WHAT THE TASK ASKS:
Can you print the data exactly and leave out each image?

(Coordinate labeling data)
○ ○ ○ ○ ○ ○ ○
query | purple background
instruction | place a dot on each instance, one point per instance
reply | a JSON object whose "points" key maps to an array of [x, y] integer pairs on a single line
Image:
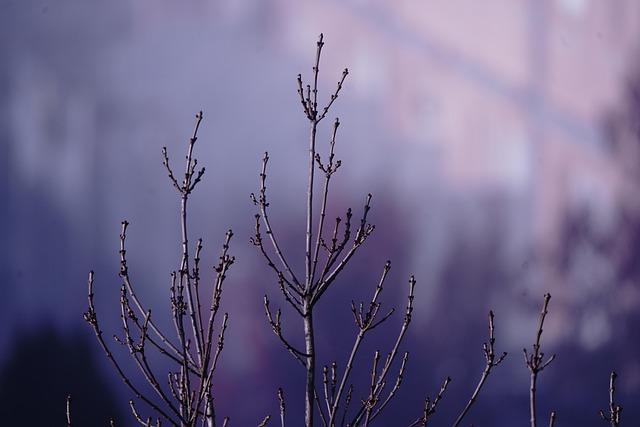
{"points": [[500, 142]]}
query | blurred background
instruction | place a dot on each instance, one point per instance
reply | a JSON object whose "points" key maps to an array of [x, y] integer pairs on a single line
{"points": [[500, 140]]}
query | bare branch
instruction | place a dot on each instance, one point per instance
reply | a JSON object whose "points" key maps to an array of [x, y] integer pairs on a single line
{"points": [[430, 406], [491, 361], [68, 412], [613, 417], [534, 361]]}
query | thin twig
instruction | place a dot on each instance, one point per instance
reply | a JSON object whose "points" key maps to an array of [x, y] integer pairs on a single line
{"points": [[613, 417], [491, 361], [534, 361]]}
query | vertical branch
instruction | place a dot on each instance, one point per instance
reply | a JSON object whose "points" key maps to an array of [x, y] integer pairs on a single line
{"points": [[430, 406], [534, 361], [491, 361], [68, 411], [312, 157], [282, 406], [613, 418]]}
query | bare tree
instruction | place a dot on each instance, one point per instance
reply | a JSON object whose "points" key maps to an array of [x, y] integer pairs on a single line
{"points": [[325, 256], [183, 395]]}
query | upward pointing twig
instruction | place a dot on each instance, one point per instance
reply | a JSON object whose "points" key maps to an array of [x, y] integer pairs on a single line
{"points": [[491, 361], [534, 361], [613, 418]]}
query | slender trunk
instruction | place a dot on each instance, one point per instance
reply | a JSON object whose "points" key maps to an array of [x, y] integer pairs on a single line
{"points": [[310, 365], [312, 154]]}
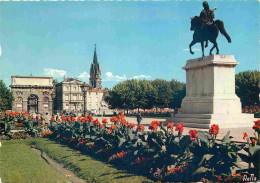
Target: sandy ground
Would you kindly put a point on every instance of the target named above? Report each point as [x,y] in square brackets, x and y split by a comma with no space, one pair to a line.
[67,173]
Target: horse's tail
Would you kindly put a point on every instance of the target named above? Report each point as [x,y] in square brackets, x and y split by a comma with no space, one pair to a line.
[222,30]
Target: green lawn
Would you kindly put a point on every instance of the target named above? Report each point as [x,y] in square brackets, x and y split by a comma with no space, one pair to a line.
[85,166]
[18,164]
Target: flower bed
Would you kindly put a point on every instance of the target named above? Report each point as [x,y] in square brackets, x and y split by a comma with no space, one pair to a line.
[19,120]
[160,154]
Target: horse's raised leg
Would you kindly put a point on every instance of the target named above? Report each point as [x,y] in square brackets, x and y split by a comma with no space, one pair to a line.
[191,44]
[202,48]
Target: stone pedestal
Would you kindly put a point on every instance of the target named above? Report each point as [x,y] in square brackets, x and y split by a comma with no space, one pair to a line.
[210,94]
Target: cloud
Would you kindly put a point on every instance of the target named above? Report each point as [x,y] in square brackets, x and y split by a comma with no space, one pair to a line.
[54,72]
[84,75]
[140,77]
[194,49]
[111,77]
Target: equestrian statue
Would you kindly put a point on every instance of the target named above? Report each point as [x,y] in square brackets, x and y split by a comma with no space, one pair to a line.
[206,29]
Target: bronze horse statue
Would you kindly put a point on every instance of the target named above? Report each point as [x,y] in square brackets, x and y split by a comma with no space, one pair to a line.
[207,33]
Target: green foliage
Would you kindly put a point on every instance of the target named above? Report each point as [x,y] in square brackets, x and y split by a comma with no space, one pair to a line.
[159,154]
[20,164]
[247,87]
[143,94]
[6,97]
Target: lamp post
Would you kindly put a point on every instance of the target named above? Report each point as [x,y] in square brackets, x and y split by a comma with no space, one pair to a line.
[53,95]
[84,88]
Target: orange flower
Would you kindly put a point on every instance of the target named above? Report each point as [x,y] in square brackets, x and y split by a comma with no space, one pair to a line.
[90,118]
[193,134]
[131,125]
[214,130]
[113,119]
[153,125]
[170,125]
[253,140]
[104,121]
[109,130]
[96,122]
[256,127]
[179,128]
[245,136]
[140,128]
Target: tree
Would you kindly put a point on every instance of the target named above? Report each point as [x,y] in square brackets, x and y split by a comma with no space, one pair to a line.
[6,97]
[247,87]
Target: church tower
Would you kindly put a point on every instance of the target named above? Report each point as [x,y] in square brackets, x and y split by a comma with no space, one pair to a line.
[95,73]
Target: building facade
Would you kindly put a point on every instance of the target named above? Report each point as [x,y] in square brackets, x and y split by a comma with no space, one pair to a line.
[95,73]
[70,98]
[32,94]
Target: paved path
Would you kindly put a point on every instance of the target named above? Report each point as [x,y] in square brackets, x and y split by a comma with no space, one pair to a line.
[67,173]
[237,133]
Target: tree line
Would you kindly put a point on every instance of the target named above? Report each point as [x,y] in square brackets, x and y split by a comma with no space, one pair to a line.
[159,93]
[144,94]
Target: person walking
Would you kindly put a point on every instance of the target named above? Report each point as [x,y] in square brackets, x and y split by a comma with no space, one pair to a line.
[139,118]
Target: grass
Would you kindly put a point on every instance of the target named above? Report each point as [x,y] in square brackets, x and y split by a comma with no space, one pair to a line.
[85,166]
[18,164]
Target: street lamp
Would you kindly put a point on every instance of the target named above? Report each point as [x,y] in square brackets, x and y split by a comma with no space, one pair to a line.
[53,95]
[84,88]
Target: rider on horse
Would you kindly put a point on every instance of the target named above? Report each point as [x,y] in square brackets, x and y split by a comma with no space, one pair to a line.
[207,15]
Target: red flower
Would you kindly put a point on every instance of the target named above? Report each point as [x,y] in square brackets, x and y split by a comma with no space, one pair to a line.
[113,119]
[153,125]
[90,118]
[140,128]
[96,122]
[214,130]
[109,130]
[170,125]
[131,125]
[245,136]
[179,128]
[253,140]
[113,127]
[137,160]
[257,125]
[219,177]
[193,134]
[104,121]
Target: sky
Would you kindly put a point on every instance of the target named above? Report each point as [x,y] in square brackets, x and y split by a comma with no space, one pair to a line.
○ ○ ○ ○ ○ ○ ○
ANSWER TO THIS EXERCISE:
query | purple background
instruction | place a dot on each instance, one point per instance
reply | a JSON object whose "points" key maps to an array of [x, y] integer pairs on a single line
Image:
{"points": [[500, 142]]}
query | blurred background
instruction | place a dot on each instance, one point per instance
reply | a JSON object whose "points" key maps to an array of [x, y] integer pairs on a single line
{"points": [[500, 140]]}
query | bare branch
instruction | place a dot on each instance, one point per instance
reply | a JSON object whose "points" key maps to an array of [x, y] integer pairs on a single line
{"points": [[430, 406], [491, 361], [68, 412], [613, 417], [534, 361]]}
query | thin twig
instruction | place a dot on each instance, one point per instance
reply | a JSON object whose "points" key maps to an array of [x, y] integer pairs on a single line
{"points": [[613, 417], [491, 361], [534, 361]]}
query | vertical branch
instruction | place a dot on each instance, one point per instance
reply | a JSON object whose "points" key maps to an array of [x, y] integer pairs on a single line
{"points": [[430, 406], [534, 361], [491, 361], [68, 411], [312, 157], [282, 406], [613, 418]]}
query | bare tree
instruction | place a dot on each instance, one point per instance
reply | a JSON object whose "points" key maps to an array of [x, y] integer pairs on a single line
{"points": [[325, 256], [183, 395]]}
query | upward pointing twig
instruction | place a dot on each instance, one point per instance
reply | a JSON object whose "points" key maps to an array of [x, y] integer pairs on a single line
{"points": [[491, 361], [534, 361], [613, 418]]}
query | slender trunk
instruction | place a dot on each instance, one point per instance
reply | a JSON object whose "points" key maps to an array of [x, y] integer pairs on a single line
{"points": [[310, 365], [312, 154]]}
Target: sandy ground
Would you kindly put a point on every instance of the target named above? Report each point as [x,y] in square brackets, x and y split by a comma with no space, one pair to a line.
[67,173]
Target: horse's tail
Would you kindly put a point on every instance of the target named above? Report each point as [x,y] in square brackets, x and y split by a comma with no space, one pair to a line.
[222,30]
Target: green lawn
Would you kindly put a point on every instance of the target named above? Report each point as [x,y] in square brackets, x and y split by a comma with no space, one pair to a line.
[85,166]
[18,164]
Target: flower bed
Would you kindly put a point on every instance of the target named above? Report each point as [x,y] in square brackets, x and y split by a comma with no space, one pair to a line.
[19,120]
[160,154]
Target: horse's raised leg
Would you kindly put a point on every instance of the target named above? Report each point as [x,y] in square brackets, x and y split by a comma with no space, one pair to a line.
[191,44]
[202,48]
Target: stone pedestal
Would you kindly put a point on every instance of the target named above? Report each point as [x,y] in square brackets, x and y split by a comma with no space, one pair to a line.
[210,94]
Target: cloud
Would you kindly put a point on every instance of the target named above? Report each point as [x,y] in square brackets, x and y split by a comma with no space, one pair to a line.
[54,72]
[84,75]
[140,77]
[194,49]
[111,77]
Target: equestrian statue
Would you kindly put a point on every instance of the target named above? Report each point as [x,y] in square brackets, x and y split by a comma with no space, one pair to a line.
[206,29]
Target: bronze horse statue
Would you kindly put a point on every instance of the target named above? Report each point as [x,y] in square brackets, x and y split by a comma with no space, one pair to a line.
[207,33]
Target: green foliage
Would you kindly put a point on every instance of the target named above? Report each point as [x,y] in square brackets, x and y split by a comma with no space, one pair to a line.
[159,154]
[20,164]
[247,87]
[143,94]
[6,97]
Target: lamp post
Would you kindly put a point on every instance of the target named above? Report each point as [x,y] in square brackets, x and y split by a comma with no space, one pair to a line.
[53,95]
[84,88]
Target: orange flower
Would you kindly put a point on every instance of the target named above? Report each point as [x,y] in square brackets, x and y split by a comma with no space, one pair to a line.
[90,118]
[193,134]
[131,125]
[214,130]
[113,119]
[153,125]
[170,125]
[253,140]
[104,121]
[109,130]
[96,122]
[256,127]
[179,128]
[245,136]
[140,128]
Target: tree
Would you kindly put a point on every instance of the target named above? Report each point as [x,y] in square brackets, x and y split by a comma with no space, one pair to a line.
[6,97]
[247,87]
Target: church tower
Would you kindly put a point on every instance of the target named above? Report each point as [x,y] in square brackets, x and y split by a comma with no space, one pair to a line.
[95,73]
Target: building facade
Would you kindly put a point on every instance of the target named above? Report each point as [x,y] in square brackets, x and y split by a comma with no space, one pair to a line.
[95,73]
[70,98]
[32,94]
Target: paved path
Would you kindly put a point on every instance of the target named above? Report each point as [x,y] in square brackets, x and y split by a comma with no space, one pair to a line.
[67,173]
[237,133]
Target: tree line
Would you kindly put a point on every instance of the target named above? Report each point as [x,y] in square brackets, x and y split by a comma with no space, one pair to a line.
[159,93]
[144,94]
Target: person walking
Would you kindly put a point on every instance of the target named above? Report each point as [x,y] in square brackets, x and y split by a comma with no space, one pair to a line.
[139,118]
Target: grass
Would you kindly put a point on every instance of the target named above? Report each point as [x,y] in square brackets, x and y split by a comma with no space, one pair to a line.
[85,166]
[18,164]
Target: street lamp
Would you kindly put a point on every instance of the target named above? Report each point as [x,y] in square brackets, x and y split by a comma with no space, one pair to a line.
[53,95]
[84,88]
Target: rider on horse
Would you kindly put a point on every instance of the target named above? Report each point as [x,y] in square brackets, x and y split by a comma with no space, one pair to a line.
[207,15]
Target: red flower
Would you kindly put a point on every instance of the target named above? Report each point as [x,y] in square brackets, x and y split by a comma with no space, one pair to a line.
[113,119]
[153,125]
[90,118]
[140,128]
[96,122]
[214,130]
[109,130]
[170,125]
[131,125]
[245,136]
[179,128]
[253,140]
[113,127]
[137,160]
[257,125]
[219,177]
[193,134]
[104,121]
Target: sky
Would you kindly put a point on every instance of the target named above? Report each point as [x,y] in square brackets, x and y split by a comma with no space, one pair to a line.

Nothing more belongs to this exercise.